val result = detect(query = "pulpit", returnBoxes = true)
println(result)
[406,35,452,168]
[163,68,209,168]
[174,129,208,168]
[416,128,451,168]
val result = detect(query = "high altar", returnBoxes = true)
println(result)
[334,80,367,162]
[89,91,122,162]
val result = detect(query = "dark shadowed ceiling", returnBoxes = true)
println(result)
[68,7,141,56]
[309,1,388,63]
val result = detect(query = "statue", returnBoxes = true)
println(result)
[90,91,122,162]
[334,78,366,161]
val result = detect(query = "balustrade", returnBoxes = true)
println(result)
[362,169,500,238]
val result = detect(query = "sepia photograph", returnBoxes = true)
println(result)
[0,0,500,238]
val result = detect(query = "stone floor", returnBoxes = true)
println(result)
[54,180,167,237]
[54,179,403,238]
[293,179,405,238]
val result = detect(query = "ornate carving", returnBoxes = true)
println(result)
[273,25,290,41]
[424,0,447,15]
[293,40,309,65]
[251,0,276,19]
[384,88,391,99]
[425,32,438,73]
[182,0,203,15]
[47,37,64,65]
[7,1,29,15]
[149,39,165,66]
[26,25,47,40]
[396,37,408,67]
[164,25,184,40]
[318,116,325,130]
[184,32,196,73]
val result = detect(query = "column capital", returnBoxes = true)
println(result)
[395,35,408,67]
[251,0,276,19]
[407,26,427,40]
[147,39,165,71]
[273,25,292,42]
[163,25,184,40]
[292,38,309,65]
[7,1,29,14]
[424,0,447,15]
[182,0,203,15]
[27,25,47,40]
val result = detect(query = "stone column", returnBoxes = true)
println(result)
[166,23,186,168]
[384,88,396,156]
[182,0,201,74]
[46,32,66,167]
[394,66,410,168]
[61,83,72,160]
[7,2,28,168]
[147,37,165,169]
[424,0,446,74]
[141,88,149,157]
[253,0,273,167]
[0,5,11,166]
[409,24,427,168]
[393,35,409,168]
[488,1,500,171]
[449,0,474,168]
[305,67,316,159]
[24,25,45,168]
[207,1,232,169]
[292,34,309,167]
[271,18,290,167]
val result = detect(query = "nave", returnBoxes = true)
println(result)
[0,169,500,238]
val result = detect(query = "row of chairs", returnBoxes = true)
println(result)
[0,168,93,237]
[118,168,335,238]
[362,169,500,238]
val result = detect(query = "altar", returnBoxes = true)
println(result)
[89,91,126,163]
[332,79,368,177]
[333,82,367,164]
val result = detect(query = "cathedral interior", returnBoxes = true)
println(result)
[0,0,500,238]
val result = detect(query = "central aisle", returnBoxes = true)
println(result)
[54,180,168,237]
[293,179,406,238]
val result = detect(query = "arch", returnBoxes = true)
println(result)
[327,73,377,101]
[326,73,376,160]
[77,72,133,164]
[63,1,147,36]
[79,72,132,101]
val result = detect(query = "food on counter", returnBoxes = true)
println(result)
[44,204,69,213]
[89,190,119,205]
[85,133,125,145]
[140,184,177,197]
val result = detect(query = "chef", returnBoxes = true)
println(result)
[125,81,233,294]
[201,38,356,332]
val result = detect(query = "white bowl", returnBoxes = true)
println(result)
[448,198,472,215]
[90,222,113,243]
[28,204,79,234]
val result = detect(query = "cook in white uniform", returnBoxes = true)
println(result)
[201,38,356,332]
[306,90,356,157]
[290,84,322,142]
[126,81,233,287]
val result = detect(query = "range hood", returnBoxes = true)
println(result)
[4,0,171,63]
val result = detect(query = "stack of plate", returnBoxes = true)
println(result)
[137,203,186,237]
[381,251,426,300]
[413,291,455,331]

- - - - -

What you will do: Rewrite the records from the beginning through the line with "[27,25,47,40]", requests included, and shift each bounding-box coordinate by adding 11 to it.

Response to this task:
val result = detect(query = "pulpit", returnBoxes = true)
println(result)
[417,46,463,179]
[174,79,220,179]
[185,140,219,179]
[427,139,462,179]
val result = detect(query = "high altar", returnBoxes = true)
println(result)
[345,91,378,173]
[100,102,133,173]
val result = detect(query = "dark shadowed ceiling", returnBoxes = true)
println(result)
[79,18,152,67]
[320,12,399,74]
val result = detect(query = "statue", returnBoxes = true)
println(result)
[101,102,133,173]
[345,89,377,172]
val result = detect(query = "balustrade", returnBoxes = true)
println(result)
[373,180,511,249]
val result = detect(query = "sepia photograph", returnBoxes = true)
println(result)
[11,11,511,249]
val result = detect(query = "stone floor", returnBoxes = true)
println(result)
[65,191,178,248]
[65,190,414,249]
[304,190,416,249]
val result = detect(query = "ornate carving", returnBoxes = true)
println(result)
[284,36,301,52]
[435,11,458,26]
[304,51,320,76]
[262,11,287,30]
[395,99,402,110]
[436,43,449,84]
[193,11,214,26]
[58,48,75,76]
[18,12,40,26]
[160,50,176,77]
[37,36,58,51]
[407,48,419,78]
[175,36,195,51]
[329,127,336,141]
[195,43,207,84]
val result = detect(query = "column capital", returnBoxes = true)
println(result)
[406,46,419,78]
[262,11,287,30]
[418,37,438,51]
[158,50,176,82]
[284,36,303,53]
[174,36,195,51]
[303,49,320,76]
[18,12,40,25]
[435,11,458,26]
[193,11,214,26]
[38,36,58,51]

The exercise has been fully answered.